Data for processing ▸
--------------------------------

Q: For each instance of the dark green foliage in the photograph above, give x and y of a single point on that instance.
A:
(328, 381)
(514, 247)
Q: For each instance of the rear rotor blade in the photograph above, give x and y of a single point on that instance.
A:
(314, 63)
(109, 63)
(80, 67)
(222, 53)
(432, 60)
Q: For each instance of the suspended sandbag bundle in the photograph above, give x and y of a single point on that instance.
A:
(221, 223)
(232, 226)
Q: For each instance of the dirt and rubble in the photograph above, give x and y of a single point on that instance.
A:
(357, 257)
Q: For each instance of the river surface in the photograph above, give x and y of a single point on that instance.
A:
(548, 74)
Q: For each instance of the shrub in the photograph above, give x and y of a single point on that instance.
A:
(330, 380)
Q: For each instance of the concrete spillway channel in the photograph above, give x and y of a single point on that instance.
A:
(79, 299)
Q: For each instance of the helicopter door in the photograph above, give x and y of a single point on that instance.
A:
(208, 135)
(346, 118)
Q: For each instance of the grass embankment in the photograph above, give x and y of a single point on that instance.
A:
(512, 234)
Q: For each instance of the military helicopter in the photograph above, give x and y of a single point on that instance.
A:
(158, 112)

--------------------------------

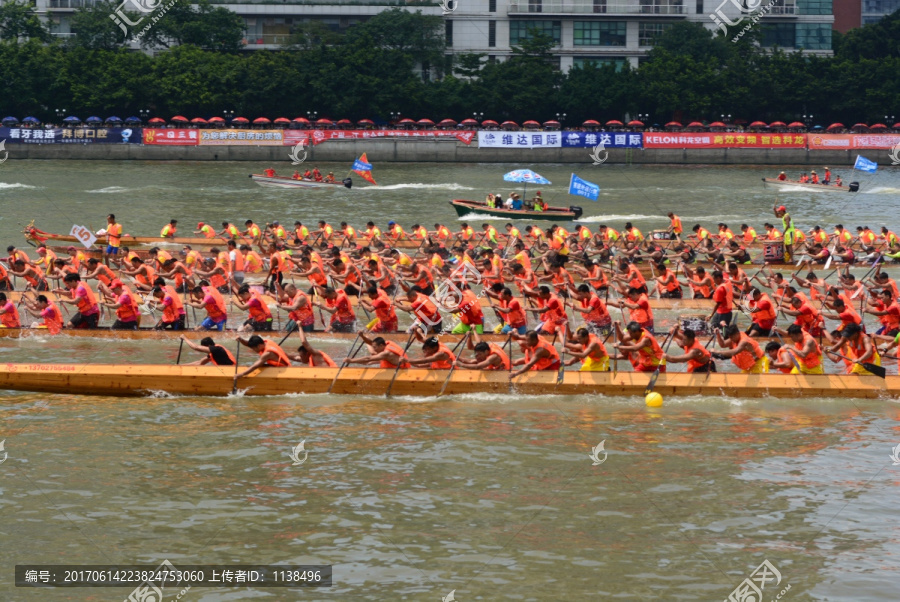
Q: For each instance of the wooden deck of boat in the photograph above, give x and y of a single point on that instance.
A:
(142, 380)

--------------------------------

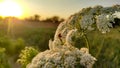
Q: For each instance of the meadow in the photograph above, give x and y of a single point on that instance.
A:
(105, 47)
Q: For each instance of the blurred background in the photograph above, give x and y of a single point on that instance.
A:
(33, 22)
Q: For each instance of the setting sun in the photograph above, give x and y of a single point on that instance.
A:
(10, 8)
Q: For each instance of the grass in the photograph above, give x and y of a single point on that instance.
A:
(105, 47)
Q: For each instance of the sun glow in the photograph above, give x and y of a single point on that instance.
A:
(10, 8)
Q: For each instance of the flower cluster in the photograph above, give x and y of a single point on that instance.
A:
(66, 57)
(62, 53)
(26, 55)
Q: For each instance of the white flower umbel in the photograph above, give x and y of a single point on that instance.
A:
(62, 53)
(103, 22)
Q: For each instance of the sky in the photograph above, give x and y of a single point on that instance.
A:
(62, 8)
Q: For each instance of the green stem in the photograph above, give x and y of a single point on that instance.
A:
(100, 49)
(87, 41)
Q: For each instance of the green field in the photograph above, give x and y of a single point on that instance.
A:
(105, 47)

--------------------------------

Task instructions ▸ Only the lines containing "grass" are needed; copy each of them from the data.

Answer for this exercise ▸
Q: For each instance of the grass embankment in the photograph above, give x and y of a single point on that instance.
Q: For each instance of the grass in the photograph above, give x and y of a single point on that instance.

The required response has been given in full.